THE EXERCISE | Pick out every line in the records below that contains the word "jacket", and copy each one unchanged.

ROWS |
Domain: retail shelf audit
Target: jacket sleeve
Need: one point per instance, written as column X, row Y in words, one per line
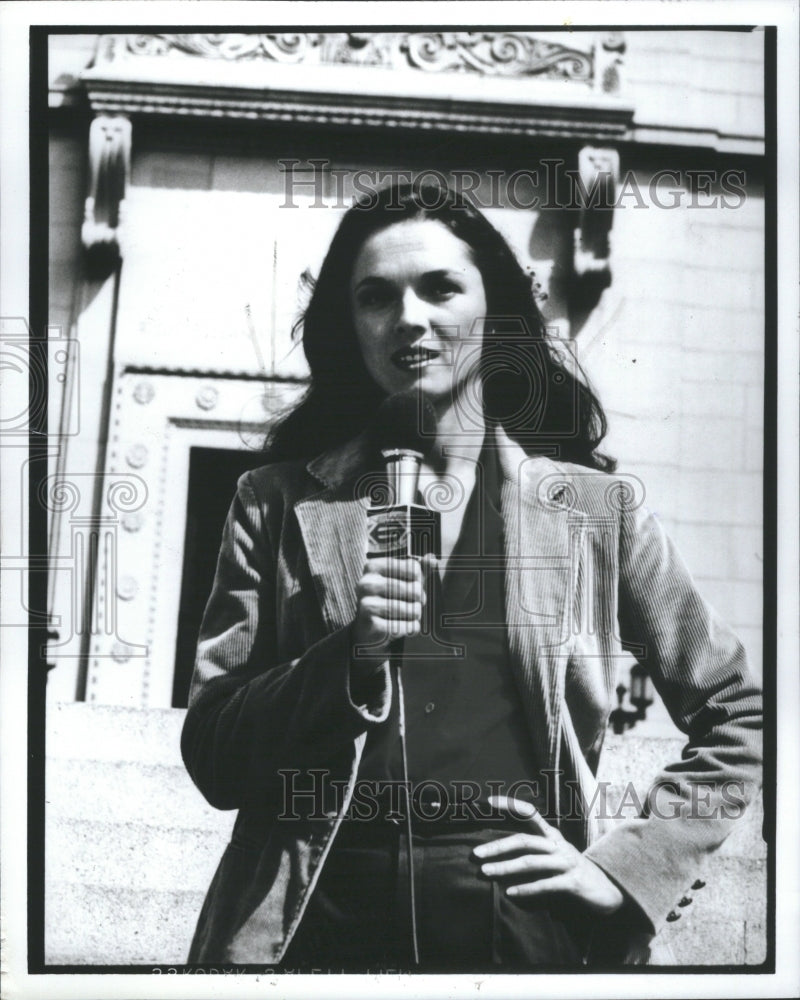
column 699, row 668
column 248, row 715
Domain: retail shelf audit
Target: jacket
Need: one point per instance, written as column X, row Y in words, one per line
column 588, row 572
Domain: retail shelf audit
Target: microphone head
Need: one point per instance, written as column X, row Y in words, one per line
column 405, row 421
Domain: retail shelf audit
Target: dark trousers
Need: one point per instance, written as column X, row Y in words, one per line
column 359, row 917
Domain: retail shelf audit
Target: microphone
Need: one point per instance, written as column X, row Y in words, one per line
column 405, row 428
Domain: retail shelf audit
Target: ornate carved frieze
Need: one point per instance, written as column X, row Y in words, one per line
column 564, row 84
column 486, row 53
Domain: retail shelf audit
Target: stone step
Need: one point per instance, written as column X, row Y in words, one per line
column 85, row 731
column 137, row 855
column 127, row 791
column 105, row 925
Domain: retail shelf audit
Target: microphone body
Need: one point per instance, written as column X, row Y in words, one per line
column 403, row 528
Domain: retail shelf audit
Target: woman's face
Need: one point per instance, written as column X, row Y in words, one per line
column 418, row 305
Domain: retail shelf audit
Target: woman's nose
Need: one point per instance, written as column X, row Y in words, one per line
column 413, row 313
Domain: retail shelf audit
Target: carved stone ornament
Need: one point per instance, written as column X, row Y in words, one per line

--

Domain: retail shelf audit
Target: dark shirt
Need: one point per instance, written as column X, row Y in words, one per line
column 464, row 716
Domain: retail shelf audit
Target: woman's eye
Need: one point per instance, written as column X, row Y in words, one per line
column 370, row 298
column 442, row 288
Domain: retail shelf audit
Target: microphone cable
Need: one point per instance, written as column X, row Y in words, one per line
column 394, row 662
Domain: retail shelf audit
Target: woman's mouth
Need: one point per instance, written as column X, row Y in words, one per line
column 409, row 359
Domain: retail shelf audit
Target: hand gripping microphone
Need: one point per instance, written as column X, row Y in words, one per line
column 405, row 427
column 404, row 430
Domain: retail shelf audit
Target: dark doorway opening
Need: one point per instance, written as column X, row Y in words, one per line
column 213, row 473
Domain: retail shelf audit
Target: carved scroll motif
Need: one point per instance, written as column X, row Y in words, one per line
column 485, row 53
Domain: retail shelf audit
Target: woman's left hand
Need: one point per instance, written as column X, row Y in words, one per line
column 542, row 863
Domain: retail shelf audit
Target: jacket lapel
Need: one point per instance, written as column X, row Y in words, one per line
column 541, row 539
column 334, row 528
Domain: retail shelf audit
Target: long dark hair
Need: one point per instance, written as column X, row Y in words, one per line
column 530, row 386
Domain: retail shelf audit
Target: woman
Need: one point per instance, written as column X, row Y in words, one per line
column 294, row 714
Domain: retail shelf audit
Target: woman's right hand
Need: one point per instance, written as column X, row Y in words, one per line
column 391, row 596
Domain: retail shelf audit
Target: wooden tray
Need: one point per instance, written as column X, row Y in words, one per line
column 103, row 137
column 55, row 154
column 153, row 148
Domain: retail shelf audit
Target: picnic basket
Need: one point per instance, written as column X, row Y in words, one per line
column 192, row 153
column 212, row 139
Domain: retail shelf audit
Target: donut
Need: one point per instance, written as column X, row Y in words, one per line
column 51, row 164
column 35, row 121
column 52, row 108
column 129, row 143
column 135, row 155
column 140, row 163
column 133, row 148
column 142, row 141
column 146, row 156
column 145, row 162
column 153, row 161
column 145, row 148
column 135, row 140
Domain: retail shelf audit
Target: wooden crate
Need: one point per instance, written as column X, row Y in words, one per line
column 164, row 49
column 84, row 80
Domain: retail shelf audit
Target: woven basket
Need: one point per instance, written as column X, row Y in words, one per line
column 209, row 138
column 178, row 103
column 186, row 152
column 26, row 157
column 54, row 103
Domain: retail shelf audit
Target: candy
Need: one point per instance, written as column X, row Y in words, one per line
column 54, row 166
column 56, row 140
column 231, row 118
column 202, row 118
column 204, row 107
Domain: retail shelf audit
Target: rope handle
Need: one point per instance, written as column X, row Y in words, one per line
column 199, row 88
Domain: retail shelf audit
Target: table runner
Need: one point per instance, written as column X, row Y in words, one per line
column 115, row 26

RESULT FOR THIS EXERCISE |
Target: jacket sleeve
Target: jacket
Target: jacket lapel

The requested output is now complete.